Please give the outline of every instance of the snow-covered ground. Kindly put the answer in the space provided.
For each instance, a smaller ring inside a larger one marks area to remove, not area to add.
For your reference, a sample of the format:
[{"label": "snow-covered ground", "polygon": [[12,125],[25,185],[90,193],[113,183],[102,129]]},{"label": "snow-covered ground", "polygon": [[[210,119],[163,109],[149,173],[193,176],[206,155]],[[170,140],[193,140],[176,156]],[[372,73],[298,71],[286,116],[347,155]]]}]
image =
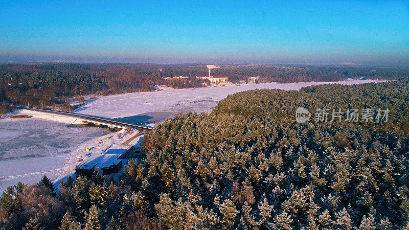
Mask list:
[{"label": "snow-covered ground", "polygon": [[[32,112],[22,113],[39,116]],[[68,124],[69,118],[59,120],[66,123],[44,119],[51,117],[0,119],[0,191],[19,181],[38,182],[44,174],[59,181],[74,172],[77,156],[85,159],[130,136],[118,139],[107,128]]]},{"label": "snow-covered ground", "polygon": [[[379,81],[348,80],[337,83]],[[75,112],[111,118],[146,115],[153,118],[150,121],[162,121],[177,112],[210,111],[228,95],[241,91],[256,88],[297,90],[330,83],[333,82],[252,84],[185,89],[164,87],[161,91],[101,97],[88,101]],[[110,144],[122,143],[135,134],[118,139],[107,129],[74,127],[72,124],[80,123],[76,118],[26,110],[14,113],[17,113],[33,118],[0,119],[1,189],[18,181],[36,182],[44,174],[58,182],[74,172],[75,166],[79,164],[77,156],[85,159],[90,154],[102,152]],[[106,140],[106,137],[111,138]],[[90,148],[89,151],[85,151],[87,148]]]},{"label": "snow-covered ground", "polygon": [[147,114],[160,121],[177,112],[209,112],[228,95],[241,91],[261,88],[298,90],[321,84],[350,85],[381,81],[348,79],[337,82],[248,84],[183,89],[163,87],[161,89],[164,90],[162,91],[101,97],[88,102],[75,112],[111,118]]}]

***

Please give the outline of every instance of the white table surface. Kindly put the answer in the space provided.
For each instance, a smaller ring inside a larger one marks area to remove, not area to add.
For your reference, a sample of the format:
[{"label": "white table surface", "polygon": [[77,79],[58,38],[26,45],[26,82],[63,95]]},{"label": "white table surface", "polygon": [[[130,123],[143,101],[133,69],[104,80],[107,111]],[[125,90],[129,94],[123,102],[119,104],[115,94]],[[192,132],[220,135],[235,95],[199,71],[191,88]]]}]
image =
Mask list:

***

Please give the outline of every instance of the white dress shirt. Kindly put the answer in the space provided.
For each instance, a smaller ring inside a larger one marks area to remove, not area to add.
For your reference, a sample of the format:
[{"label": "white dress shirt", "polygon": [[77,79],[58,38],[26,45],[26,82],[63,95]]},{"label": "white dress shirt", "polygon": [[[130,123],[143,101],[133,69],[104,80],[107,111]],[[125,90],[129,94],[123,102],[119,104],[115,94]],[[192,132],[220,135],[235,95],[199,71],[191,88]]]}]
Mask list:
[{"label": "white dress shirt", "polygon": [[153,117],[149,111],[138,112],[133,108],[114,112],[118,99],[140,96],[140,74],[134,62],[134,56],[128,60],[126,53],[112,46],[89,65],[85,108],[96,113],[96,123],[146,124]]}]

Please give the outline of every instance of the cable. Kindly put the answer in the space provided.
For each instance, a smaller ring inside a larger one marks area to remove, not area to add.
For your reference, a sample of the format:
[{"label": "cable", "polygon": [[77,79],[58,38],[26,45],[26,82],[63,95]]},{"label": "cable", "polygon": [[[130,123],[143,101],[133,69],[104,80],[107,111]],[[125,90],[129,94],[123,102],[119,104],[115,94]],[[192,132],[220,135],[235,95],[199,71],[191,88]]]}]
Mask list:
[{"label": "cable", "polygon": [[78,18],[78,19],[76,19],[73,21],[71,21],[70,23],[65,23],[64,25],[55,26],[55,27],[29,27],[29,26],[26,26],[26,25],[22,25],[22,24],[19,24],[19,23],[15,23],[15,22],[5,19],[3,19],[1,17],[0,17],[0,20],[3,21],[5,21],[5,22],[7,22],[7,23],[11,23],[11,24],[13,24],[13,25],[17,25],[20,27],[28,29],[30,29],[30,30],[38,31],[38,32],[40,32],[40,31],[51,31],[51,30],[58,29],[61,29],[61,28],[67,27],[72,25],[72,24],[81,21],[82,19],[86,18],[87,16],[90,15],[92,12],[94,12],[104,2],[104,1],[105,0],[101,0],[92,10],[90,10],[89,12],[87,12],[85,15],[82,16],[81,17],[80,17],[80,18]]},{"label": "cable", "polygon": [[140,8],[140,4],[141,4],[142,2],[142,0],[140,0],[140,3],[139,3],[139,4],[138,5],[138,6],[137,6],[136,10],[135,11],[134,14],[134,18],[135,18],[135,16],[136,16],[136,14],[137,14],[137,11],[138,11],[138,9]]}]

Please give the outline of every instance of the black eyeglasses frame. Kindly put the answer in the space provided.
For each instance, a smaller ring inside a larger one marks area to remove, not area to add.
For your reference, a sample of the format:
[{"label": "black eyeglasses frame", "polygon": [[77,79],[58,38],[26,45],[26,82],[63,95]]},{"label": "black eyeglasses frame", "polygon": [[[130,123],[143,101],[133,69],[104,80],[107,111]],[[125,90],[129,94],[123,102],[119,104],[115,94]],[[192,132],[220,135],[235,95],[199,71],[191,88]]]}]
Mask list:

***

Report every line of the items above that contains the string "ground", copying each such line in full. Case counts.

> Solution for this problem
Please give the outline of every instance of the snow-covered ground. Kindly put the answer in the space provided.
[{"label": "snow-covered ground", "polygon": [[12,125],[25,185],[90,193],[113,183],[102,129]]},{"label": "snow-covered ground", "polygon": [[[210,119],[163,109],[149,173],[193,176],[206,155]],[[170,140],[193,140],[176,156]],[[372,73],[298,71],[286,116],[347,155]]]}]
[{"label": "snow-covered ground", "polygon": [[[32,112],[22,113],[39,116]],[[68,124],[69,118],[59,120],[66,123],[44,119],[51,117],[0,119],[0,191],[19,181],[38,182],[44,174],[59,181],[74,172],[77,156],[85,159],[130,136],[118,139],[107,128]]]},{"label": "snow-covered ground", "polygon": [[[379,81],[348,80],[337,83]],[[75,112],[111,118],[146,115],[153,118],[150,121],[162,121],[177,112],[210,111],[228,95],[241,91],[256,88],[297,90],[330,83],[333,82],[252,84],[185,89],[164,87],[161,91],[101,97],[88,101]],[[110,144],[122,143],[135,134],[118,139],[107,129],[74,127],[72,124],[80,123],[76,118],[26,110],[14,113],[17,113],[33,118],[0,119],[1,189],[18,181],[36,182],[44,174],[58,182],[74,172],[75,166],[79,164],[77,156],[85,159],[90,154],[102,152]],[[106,140],[106,137],[111,138]],[[90,148],[89,151],[85,151],[87,148]]]},{"label": "snow-covered ground", "polygon": [[147,114],[160,121],[177,112],[209,112],[228,95],[241,91],[261,88],[298,90],[321,84],[350,85],[381,81],[348,79],[337,82],[248,84],[183,89],[163,87],[161,89],[164,90],[162,91],[101,97],[88,102],[75,112],[111,118]]}]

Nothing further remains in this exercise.